ACTIVITY |
Each line of the data below from the one holding "pixel 450 163" to the one holding "Category: the yellow chaps", inclusive, is to be reproduced exactly; no other line belongs in the answer.

DATA TO PROCESS |
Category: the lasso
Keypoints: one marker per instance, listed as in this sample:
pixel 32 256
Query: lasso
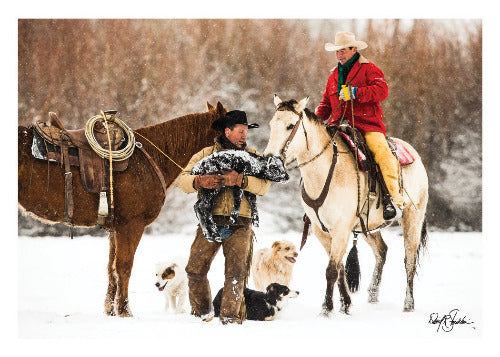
pixel 117 155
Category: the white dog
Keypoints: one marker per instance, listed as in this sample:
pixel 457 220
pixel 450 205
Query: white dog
pixel 274 265
pixel 171 279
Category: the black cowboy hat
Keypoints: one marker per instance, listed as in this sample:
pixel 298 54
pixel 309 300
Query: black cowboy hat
pixel 232 117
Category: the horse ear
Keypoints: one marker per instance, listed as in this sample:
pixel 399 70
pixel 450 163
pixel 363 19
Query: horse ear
pixel 277 100
pixel 220 108
pixel 302 104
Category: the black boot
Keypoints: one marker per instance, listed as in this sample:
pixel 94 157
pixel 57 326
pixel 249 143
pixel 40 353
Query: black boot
pixel 390 210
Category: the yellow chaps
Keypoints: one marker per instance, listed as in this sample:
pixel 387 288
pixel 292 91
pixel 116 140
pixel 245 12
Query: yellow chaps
pixel 389 165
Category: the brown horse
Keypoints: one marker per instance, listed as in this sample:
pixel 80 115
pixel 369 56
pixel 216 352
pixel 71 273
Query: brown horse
pixel 138 193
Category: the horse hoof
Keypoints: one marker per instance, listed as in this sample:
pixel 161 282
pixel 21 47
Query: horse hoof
pixel 126 314
pixel 326 313
pixel 345 310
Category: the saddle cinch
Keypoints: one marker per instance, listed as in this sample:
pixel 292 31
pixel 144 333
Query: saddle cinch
pixel 52 142
pixel 356 143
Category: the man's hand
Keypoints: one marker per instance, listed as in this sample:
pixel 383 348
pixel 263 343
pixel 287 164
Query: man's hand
pixel 346 95
pixel 232 178
pixel 208 181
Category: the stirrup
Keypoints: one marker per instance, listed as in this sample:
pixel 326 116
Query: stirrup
pixel 390 210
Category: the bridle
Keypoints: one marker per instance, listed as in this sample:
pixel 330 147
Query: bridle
pixel 283 151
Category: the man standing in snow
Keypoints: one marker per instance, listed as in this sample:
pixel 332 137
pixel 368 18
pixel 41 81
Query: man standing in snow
pixel 237 238
pixel 368 89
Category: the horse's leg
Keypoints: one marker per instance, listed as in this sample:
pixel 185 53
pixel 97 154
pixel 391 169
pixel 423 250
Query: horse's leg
pixel 109 302
pixel 412 223
pixel 128 236
pixel 345 298
pixel 379 249
pixel 335 249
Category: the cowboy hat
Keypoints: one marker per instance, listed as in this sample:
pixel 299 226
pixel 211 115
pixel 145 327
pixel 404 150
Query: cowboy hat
pixel 343 40
pixel 231 118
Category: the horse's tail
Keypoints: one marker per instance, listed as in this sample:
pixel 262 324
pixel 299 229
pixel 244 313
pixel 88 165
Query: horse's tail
pixel 352 270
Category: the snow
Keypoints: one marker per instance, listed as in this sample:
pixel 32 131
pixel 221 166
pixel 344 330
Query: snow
pixel 62 283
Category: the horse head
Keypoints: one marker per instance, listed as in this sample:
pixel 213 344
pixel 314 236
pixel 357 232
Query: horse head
pixel 284 135
pixel 275 170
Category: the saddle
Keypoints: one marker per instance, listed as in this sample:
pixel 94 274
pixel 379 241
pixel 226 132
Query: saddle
pixel 365 157
pixel 358 147
pixel 52 142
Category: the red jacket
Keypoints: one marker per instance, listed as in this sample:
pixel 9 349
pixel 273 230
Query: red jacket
pixel 372 89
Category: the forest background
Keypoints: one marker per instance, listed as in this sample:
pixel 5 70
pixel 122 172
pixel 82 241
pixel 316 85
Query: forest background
pixel 155 70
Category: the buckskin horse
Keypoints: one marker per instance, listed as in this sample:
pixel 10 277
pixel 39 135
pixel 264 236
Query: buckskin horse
pixel 296 133
pixel 139 193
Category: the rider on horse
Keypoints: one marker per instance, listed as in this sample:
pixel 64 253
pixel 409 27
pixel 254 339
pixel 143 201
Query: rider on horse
pixel 358 84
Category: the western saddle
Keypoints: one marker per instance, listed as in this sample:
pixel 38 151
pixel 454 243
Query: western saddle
pixel 71 148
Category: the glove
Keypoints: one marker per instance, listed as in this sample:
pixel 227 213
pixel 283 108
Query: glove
pixel 345 95
pixel 208 181
pixel 232 178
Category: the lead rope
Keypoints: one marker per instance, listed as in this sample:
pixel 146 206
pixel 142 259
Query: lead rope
pixel 157 148
pixel 111 198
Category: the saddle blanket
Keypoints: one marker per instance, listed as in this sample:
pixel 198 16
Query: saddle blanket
pixel 401 152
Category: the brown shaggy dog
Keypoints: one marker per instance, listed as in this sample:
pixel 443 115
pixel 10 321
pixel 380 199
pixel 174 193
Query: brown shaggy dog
pixel 274 265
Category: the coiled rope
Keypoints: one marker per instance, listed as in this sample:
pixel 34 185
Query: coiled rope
pixel 117 155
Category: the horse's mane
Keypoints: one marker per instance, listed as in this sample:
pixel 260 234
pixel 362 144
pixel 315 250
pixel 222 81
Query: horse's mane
pixel 290 106
pixel 313 117
pixel 179 138
pixel 287 105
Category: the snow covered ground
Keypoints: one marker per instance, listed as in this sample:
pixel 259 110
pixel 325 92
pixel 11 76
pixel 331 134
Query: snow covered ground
pixel 62 283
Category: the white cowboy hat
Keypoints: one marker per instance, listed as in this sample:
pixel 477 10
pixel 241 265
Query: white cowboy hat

WRITTEN REPLY |
pixel 450 163
pixel 363 19
Query: horse ear
pixel 277 100
pixel 220 108
pixel 302 104
Category: the black boot
Keypoints: one marker per instance, listed as in this sample:
pixel 94 157
pixel 57 326
pixel 249 143
pixel 40 353
Query: black boot
pixel 390 210
Category: the yellow chaps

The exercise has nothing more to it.